# start of Excerpted text

This means that if you execute some function and it aborts
prematurely you can call showstack from the break level and see
exactly what lead to the error. Whenever a new error occurs the
old copy of the top 20 elements on the internal stack is lost and
a new trace is copied for you to display via (showstack). This is
unlike Franz which allows lots of break levels. For example
consider this example session with PC-LISP which is similar to an
example in LISPcraft.
-->(defun foobar(y)(prog(x)(setq x (cons (car 8) y]
foobar
-->(foobar '(a b c))
--- error evaluating built in function [car] ---
er>x
()
er>y
(a b c)
er>(showstack)
[] (car 8)
[] (cons <**> y)
[] (setq x <**>)
[] (prog(x) <**>)
[] (foobar '(a b c))
t
In this example I declared a function called 'foobar' which
runs a prog and does a single assignment to x. When I execute it
with parameter '(a b c). PC-LISP correctly tells me that there
was an error evaluating the built in function 'car'. I can
examine the values of x and y and see that x is still set to the
empty list () that the prog call set it to. y is bound to the
parameter passed to foobar as expected. Next I called (showstack)

# end of Excerpted text
# start of Data for this exercise

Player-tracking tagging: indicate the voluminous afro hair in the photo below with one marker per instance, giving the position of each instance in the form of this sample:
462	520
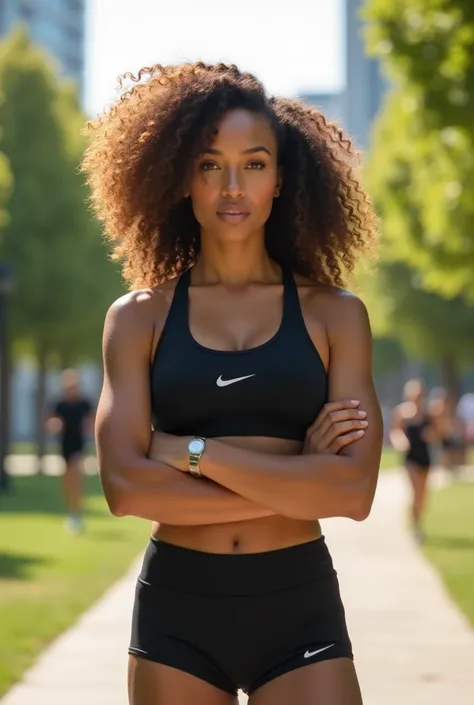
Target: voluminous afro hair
141	155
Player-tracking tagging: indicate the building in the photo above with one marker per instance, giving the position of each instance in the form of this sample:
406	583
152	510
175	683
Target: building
365	85
57	25
330	104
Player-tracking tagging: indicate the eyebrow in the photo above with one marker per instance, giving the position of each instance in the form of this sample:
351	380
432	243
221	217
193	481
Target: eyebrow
252	150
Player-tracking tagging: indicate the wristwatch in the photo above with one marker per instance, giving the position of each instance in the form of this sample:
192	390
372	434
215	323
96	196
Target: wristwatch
196	448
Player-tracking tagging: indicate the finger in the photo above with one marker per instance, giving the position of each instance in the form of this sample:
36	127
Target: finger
337	417
332	408
343	441
340	429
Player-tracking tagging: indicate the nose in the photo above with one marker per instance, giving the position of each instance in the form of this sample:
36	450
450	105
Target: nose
232	186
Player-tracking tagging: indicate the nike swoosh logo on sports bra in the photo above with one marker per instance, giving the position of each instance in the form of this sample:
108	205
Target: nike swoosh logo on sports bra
225	382
308	654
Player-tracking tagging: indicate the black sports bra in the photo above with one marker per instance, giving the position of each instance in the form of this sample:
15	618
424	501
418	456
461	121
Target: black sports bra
275	389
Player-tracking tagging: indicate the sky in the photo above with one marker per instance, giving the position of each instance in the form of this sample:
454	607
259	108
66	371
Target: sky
294	46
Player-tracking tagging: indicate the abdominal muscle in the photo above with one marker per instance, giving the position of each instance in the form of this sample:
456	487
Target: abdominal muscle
252	536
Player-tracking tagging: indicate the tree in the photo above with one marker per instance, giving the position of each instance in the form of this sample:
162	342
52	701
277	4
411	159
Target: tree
427	129
49	237
428	326
429	45
6	184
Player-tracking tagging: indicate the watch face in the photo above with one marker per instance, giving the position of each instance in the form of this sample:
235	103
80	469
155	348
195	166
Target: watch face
196	446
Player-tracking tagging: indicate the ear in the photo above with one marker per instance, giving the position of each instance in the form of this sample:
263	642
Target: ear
279	183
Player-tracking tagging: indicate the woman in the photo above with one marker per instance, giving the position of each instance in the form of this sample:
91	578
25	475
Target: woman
237	216
450	429
412	433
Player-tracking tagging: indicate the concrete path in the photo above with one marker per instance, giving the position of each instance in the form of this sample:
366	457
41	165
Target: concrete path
412	645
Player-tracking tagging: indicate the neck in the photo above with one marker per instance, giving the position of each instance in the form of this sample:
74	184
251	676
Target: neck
235	264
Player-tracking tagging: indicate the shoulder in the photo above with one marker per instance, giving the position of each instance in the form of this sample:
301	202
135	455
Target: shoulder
141	307
343	313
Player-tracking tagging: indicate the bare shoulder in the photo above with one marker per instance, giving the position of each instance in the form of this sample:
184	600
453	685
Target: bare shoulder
339	309
141	309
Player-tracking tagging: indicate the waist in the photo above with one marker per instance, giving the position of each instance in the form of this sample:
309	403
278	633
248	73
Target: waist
182	569
243	537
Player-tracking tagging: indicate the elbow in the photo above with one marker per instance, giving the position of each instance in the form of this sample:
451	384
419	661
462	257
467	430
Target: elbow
114	492
361	502
361	510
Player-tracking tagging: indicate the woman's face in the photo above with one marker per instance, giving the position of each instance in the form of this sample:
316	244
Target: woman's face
234	183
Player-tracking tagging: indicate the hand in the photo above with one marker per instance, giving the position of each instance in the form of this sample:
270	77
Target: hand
169	449
338	424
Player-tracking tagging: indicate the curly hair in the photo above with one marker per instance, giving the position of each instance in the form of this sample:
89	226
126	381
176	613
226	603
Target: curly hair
142	151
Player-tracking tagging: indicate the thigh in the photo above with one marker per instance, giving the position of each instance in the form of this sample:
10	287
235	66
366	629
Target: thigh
418	475
152	683
73	459
331	682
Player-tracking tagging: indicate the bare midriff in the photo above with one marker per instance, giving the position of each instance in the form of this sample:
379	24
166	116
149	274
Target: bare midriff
253	536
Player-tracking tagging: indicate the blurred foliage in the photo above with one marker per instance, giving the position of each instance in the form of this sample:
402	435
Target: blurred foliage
422	160
63	277
429	326
6	185
428	44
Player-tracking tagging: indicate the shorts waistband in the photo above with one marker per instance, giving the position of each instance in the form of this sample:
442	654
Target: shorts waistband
166	565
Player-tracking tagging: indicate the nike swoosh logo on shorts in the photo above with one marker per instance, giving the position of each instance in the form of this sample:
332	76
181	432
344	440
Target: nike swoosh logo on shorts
308	654
225	382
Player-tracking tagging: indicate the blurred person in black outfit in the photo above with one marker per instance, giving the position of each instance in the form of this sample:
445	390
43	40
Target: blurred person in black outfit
412	433
72	419
451	429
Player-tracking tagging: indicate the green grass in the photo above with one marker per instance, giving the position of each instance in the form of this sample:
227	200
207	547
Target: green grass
390	458
449	546
47	576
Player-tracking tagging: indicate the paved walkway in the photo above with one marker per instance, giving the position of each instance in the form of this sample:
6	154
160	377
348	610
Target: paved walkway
412	645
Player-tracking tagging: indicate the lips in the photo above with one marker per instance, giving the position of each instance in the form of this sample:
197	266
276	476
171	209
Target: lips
232	213
231	210
232	217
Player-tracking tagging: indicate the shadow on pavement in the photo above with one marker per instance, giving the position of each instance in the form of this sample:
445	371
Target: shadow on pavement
463	542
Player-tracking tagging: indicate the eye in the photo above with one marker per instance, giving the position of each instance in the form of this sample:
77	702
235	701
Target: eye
208	166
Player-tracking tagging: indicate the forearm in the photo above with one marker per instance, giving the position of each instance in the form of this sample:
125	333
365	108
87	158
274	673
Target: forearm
300	486
151	490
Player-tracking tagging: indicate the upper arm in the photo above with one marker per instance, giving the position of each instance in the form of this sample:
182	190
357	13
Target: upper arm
123	417
350	377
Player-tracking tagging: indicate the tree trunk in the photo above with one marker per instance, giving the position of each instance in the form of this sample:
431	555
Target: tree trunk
451	376
40	399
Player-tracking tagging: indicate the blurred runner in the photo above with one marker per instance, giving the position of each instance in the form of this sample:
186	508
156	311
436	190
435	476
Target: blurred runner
72	419
450	429
412	433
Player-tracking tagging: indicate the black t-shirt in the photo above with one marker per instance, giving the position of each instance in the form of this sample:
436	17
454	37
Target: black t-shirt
72	414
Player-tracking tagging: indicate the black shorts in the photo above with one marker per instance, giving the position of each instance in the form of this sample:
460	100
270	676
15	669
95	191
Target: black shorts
238	621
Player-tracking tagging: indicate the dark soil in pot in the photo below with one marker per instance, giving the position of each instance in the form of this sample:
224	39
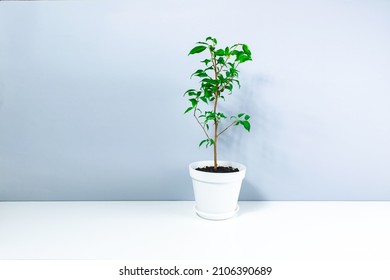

# end of Data for this exercise

**What to do:**
- a) Count the lines in the records that contain the string “curly”, and reply with the number alone.
- b) Pick up the passage on PC-LISP's showstack from its last sentence and write what comes next.

**Results by task:**
- a) 2

- b)
to see the trace of execution. I see that the top evaluation (car
8) is the culprit. The <**> symbols in the show stack are just a
short hand way of saying look at the entry above to see what the
<**> should be replaced with. This greatly reduces the amount of
information that you have to look at when you read a stack dump.
It also allows you to follow the stream of partial evaluations by
looking at each <**> in turn. Note that infinite recursion leaves
a telltale stream of <**>'s.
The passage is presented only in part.